- DATA FOR THIS EXERCISE
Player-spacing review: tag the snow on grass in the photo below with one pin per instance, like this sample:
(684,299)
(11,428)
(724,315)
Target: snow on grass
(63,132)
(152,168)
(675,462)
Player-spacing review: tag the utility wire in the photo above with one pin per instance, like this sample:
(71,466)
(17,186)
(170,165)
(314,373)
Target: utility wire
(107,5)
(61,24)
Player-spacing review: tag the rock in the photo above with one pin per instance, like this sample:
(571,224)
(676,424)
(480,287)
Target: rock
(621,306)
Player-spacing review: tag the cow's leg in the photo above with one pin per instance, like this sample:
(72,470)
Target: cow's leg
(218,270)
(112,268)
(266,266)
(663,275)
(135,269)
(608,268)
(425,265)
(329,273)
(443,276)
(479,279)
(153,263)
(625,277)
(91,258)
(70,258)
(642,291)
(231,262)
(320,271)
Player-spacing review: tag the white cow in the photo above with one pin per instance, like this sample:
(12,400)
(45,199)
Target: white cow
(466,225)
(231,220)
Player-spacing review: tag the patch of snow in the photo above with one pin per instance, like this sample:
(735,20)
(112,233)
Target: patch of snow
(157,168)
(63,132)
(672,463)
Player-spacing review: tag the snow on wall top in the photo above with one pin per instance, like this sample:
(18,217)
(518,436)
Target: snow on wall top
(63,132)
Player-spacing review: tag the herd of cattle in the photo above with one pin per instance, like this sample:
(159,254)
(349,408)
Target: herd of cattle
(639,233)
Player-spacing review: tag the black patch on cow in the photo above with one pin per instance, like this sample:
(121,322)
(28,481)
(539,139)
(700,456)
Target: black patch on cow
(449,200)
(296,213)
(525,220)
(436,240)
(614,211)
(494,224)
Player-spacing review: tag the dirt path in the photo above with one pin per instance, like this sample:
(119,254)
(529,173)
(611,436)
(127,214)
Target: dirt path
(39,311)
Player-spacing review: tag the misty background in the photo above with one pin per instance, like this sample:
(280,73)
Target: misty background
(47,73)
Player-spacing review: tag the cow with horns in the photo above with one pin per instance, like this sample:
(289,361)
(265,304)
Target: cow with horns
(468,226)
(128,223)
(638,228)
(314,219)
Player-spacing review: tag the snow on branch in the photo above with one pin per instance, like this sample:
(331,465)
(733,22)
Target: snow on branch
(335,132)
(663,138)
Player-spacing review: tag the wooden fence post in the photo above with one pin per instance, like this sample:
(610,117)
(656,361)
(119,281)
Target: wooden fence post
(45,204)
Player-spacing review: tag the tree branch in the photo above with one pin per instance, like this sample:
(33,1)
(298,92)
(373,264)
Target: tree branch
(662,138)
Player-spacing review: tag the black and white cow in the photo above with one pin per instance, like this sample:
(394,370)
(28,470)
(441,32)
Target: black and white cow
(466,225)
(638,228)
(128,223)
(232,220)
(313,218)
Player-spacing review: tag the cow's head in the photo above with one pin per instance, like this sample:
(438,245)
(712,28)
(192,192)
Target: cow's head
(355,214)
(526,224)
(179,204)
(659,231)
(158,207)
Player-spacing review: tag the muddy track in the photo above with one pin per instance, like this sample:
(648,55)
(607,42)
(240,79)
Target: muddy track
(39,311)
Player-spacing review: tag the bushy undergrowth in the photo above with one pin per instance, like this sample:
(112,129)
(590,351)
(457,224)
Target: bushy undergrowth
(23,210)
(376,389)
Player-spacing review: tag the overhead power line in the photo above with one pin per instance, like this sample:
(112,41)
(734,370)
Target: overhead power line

- PROBLEM TO WORK ON
Copy out every one of the records above line for line, with no changes.

- RESPONSE TO THIS TASK
Player-spacing review: tag the snow on grass in the photo below with one pin per instance, like this sample:
(684,299)
(11,428)
(724,315)
Target: snow on grass
(63,132)
(152,168)
(675,462)
Player-spacing review: tag the utility wire in the photo above with one pin per instance, like this sample:
(71,466)
(17,186)
(170,165)
(314,373)
Target: utility wire
(107,5)
(61,24)
Player-spacing review: tag the rock in the photo above with one pin per instance, like this sample:
(571,224)
(676,424)
(480,287)
Target: rock
(621,306)
Player-spacing review: tag the cow's leg in the photo above with one pin per instance, like this sample:
(72,470)
Target: cow's leg
(218,270)
(112,268)
(266,266)
(663,275)
(135,269)
(608,268)
(425,265)
(329,273)
(443,276)
(479,279)
(153,263)
(625,277)
(91,258)
(70,258)
(642,291)
(231,262)
(320,271)
Player-spacing review: tag the white cow in the photo above with one pin per instance, like this sample:
(12,400)
(45,199)
Target: white cow
(466,225)
(231,220)
Player-spacing review: tag the patch of snow in the photo above with one pin per instance, like this sample:
(735,20)
(112,233)
Target: patch of snow
(157,168)
(63,132)
(672,463)
Player-spacing review: tag the snow on wall top in the photo above with one pin per instance, like this sample:
(18,217)
(518,436)
Target: snow on wall top
(63,132)
Player-spacing review: tag the herd of cattle in the photo above with one pin per instance, like this sample:
(159,254)
(349,408)
Target: herd of cattle
(639,233)
Player-spacing review: tag the black patch on cow in the photo above with one pin per instance, like this sample:
(121,322)
(28,481)
(539,139)
(700,456)
Target: black patch on cow
(449,200)
(296,213)
(525,220)
(436,240)
(614,211)
(494,224)
Player-spacing review: tag the dirt path in the photo above with one pin per instance, like this sample:
(119,254)
(529,173)
(611,436)
(127,214)
Target: dirt path
(39,311)
Player-spacing review: tag the misty background in the photo above with one pin per instance, like this sample:
(280,73)
Target: misty background
(47,73)
Player-spacing review: tag the cow with horns in the photo above with one pin per instance, like this sample:
(289,361)
(265,304)
Target: cow with horns
(468,226)
(128,223)
(638,228)
(314,219)
Player-spacing review: tag the snow on branch in the photo above with one pin per instance, like this sample:
(331,465)
(733,22)
Target: snow on branch
(335,132)
(663,138)
Player-spacing review: tag the wooden fence post in the photo above with one pin per instance, like this sample:
(610,117)
(656,361)
(119,281)
Target: wooden fence post
(45,204)
Player-spacing review: tag the tree branch in the photo above with one pin per instance, like this sample:
(33,1)
(298,92)
(373,264)
Target: tree branch
(662,138)
Player-spacing review: tag the black and white cow in the photo above with one pin per instance, like this sample:
(394,370)
(28,470)
(441,32)
Target: black and white cow
(466,225)
(638,228)
(128,223)
(232,220)
(313,218)
Player-spacing review: tag the cow's head in the photo above with one pin per instance, like this sample:
(438,245)
(712,28)
(192,192)
Target: cow's head
(355,214)
(526,224)
(179,204)
(659,231)
(158,207)
Player-spacing review: tag the muddy track in the photo above with one pin per instance, like this sample:
(648,55)
(607,42)
(240,79)
Target: muddy track
(39,311)
Player-spacing review: tag the bushy undergrowth in the photo above with one pin per instance, like this sample:
(112,129)
(590,351)
(457,224)
Target: bushy undergrowth
(23,210)
(376,389)
Player-spacing review: tag the overhead power line in the photo above with one pin per instance, like this sample:
(112,41)
(734,370)
Target: overhead power line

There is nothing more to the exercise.